**Data for review**
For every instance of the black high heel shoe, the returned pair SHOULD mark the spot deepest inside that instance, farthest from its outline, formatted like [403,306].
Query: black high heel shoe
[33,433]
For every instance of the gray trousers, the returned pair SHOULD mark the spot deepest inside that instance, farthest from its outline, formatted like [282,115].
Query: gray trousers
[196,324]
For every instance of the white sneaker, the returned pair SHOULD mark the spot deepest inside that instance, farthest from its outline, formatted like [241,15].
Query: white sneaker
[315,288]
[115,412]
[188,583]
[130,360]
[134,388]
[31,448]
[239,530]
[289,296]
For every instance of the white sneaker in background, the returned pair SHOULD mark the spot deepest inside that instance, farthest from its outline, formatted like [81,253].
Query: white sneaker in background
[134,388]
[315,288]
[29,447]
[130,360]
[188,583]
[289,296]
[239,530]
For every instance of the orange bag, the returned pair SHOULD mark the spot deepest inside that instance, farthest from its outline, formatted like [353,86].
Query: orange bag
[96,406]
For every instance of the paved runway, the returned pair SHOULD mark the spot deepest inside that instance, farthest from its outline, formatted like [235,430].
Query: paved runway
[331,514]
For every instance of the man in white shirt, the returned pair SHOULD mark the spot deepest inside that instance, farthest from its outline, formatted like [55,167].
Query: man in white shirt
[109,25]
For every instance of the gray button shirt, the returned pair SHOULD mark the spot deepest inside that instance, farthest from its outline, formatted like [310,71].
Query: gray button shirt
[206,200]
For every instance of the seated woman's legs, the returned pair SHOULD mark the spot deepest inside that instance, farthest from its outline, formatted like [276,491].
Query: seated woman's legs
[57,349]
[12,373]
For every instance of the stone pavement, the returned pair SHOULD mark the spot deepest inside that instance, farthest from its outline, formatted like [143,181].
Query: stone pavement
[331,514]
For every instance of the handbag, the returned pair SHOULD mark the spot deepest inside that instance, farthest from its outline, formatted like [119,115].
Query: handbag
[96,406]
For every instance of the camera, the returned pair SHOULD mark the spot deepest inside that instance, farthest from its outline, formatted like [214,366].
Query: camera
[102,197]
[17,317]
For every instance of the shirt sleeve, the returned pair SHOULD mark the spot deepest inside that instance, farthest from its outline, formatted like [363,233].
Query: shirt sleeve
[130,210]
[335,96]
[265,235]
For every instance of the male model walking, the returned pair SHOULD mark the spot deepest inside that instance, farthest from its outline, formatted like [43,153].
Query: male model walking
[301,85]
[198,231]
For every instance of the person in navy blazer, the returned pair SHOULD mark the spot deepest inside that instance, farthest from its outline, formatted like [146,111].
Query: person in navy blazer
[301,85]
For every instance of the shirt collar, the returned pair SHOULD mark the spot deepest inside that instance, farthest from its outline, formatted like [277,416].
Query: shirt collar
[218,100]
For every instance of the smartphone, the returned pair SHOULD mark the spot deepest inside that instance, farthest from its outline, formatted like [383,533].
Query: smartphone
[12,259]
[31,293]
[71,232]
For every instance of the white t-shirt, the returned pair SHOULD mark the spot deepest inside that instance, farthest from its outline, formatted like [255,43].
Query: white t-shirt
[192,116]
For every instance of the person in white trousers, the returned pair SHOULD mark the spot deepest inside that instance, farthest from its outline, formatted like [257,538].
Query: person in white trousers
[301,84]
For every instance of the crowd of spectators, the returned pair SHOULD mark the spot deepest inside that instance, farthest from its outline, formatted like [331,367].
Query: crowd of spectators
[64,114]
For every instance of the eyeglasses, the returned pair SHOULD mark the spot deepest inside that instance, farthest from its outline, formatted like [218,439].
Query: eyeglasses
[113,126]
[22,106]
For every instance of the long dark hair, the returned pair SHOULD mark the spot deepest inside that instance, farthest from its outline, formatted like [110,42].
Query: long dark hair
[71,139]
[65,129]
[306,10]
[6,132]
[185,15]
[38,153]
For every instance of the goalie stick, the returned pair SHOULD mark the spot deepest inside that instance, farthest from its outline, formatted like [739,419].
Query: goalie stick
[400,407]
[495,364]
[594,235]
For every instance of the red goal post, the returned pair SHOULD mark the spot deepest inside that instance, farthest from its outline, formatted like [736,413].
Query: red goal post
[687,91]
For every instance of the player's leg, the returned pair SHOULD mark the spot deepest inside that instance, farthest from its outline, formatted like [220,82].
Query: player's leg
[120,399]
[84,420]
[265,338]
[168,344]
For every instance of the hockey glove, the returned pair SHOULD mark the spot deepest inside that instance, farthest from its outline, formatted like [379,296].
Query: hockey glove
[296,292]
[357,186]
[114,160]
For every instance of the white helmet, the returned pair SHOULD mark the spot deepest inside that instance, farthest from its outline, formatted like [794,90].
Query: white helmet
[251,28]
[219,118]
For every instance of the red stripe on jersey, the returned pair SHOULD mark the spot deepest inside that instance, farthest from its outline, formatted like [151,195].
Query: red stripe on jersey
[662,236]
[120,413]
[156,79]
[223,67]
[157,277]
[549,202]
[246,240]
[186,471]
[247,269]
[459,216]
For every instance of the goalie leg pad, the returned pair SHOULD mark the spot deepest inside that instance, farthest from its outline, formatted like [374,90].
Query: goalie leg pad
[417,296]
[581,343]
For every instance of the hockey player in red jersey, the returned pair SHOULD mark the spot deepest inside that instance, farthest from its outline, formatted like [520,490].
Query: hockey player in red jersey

**Exercise goal**
Repeat every line of the records, exactly as given.

**Solution**
For every instance of the black high heel shoe, the returned pair SHOULD mark the spot deepest inside that instance, farthest from its outline, formatted like [403,306].
Query: black high heel shoe
[33,433]
For every instance of the gray trousers, the returned pair SHOULD mark the spot deepest inside that instance, farthest from its outline, formatted like [282,115].
Query: gray trousers
[196,324]
For every instance of the white sneaker, the returned pair SHOULD mark the spot deepest inside that instance, farthest from its outline, formatted like [241,15].
Query: white sneaker
[315,288]
[115,412]
[188,583]
[130,360]
[134,388]
[31,448]
[239,530]
[289,296]
For every instance of the white sneaker in background, the returned pair SHOULD mark the spot deepest inside that instance, farthest from its outline, formatted like [81,253].
Query: white sneaker in background
[134,388]
[315,288]
[29,447]
[130,360]
[188,583]
[289,296]
[239,530]
For every instance of the orange bag, the returned pair SHOULD mark the spot deepest inside that instance, farthest from its outline, formatted like [353,86].
Query: orange bag
[96,406]
For every instance of the paved runway, the returned pair SHOULD mark the spot deepest inside that instance, farthest from its outline, formatted like [235,430].
Query: paved runway
[331,514]
For every instance of the man in white shirt, the returned pair SHOULD mark the spot deepest inside that instance, farthest from its outline, formatted like [55,167].
Query: man in white shirt
[109,25]
For every instance of the gray button shirt, the returned pair SHOULD mark the spot deepest inside that instance, farthest from its outline, formatted like [310,71].
Query: gray button shirt
[206,200]
For every instance of the seated woman's legs, the returned pair SHOULD mark the spot deepest inside that instance, farthest from its outline, formatted like [276,491].
Query: seated woman's legs
[57,349]
[12,373]
For every instance of the stone pavement, the returned pair SHOULD mark the spot deepest inside that instance, farthest from its outline, formatted like [143,181].
Query: stone pavement
[331,514]
For every instance of the handbag, the returned pair SHOULD mark the spot deepest inside that instance, farthest from its outline, formatted like [119,115].
Query: handbag
[96,406]
For every instance of the camera, the returned pair SHOULD mark the spot deepest inside that instance, farthest from its outline, formatted like [214,366].
Query: camera
[102,197]
[17,317]
For every instance of the shirt sleeve, the returned pair SHOULD mark the spot deepest inside that instance, farthest from its outline, formatted like [363,233].
Query: shirt sleeve
[130,210]
[335,96]
[265,235]
For every instance of the male model walking, the returned pair SHOULD mark the spot deepest inside that instance, farthest from its outline, formatted like [43,153].
Query: male model walking
[301,85]
[198,231]
For every instance of the person in navy blazer, the returned pair SHOULD mark the spot deepest inside that instance, farthest from its outline, formatted like [146,111].
Query: person in navy blazer
[301,85]
For every instance of the shirt collar, the returned pair SHOULD mark the spot deepest inside that instance, farthest from its outline, formatted like [277,416].
Query: shirt collar
[218,100]
For every instance of the smartphone, the returned pair SHOULD mark the spot deepest inside that instance, farthest from its outline, formatted like [383,533].
Query: smartphone
[12,259]
[31,293]
[71,232]
For every instance of the white t-shirt, the returned pair SHOULD mark the spot deepest inside that instance, farthest from its outline, formatted like [255,43].
Query: white t-shirt
[192,116]
For every instance of the person in white trousers, the returned pair SHOULD mark the spot deepest inside that instance, farthest from its outline, formatted like [257,538].
Query: person in white trousers
[301,84]
For every instance of the crowd of spectators, the returned pair SHOULD mark the spot deepest inside that instance, farthest from its outline, formatted like [331,367].
Query: crowd of spectators
[64,114]
For every instance of the eyeglasses, the returned pair SHOULD mark the spot deepest inside that instance, farthest from its outline, formatted like [218,439].
Query: eyeglasses
[113,126]
[22,106]
For every instance of the long dark hair, the returned pair SHOULD mark the spot deepest inside that instance, farthest from its outline, formatted like [110,42].
Query: long dark hair
[71,139]
[65,129]
[306,10]
[6,132]
[185,15]
[38,153]
For every instance of the goalie stick, the returned pair SHOULD mark the spot deepest inside that instance, farthest from its outline, formatted like [739,419].
Query: goalie stick
[400,407]
[495,364]
[594,235]
For every instance of the red goal post, the returned pair SHOULD mark the spot deepest inside that instance, farthest from its outline, formatted like [736,413].
Query: red goal post
[687,91]
For every instance of the player's leg, the returned pair SHOULD mark the spot deepest inside that instance, farthest from its outline, formatted like [220,82].
Query: player's leg
[120,399]
[84,420]
[265,338]
[168,344]
For every instance of the hockey glove, the returned pair SHOULD mark the spot deepest inside that instance, farthest from its outline, formatted like [379,296].
Query: hockey glove
[296,292]
[357,186]
[114,160]
For every instance of the white helmet, the returned pair SHOULD mark the spot deepest inside that instance, farthest from its outline, formatted like [794,90].
Query: white helmet
[251,28]
[219,118]
For every instance of the red stripe on jersey, the returned pair SHOULD mark the spot deepest inside that instance, farthest from its outline, formatted like [151,195].
Query: red stripe on jersey
[662,236]
[120,413]
[156,79]
[223,67]
[157,277]
[549,202]
[246,240]
[186,471]
[247,269]
[459,216]
For every instance of the goalie leg pad, the returned pair SHOULD mark the spot deepest inside that instance, farthest from its outline, formatted like [374,90].
Query: goalie leg pad
[417,296]
[581,343]
For every instance of the hockey player in red jersey, the returned pair SHOULD mark the spot deepest inside that instance, farthest from its outline, formatted like [520,490].
Query: hockey player in red jersey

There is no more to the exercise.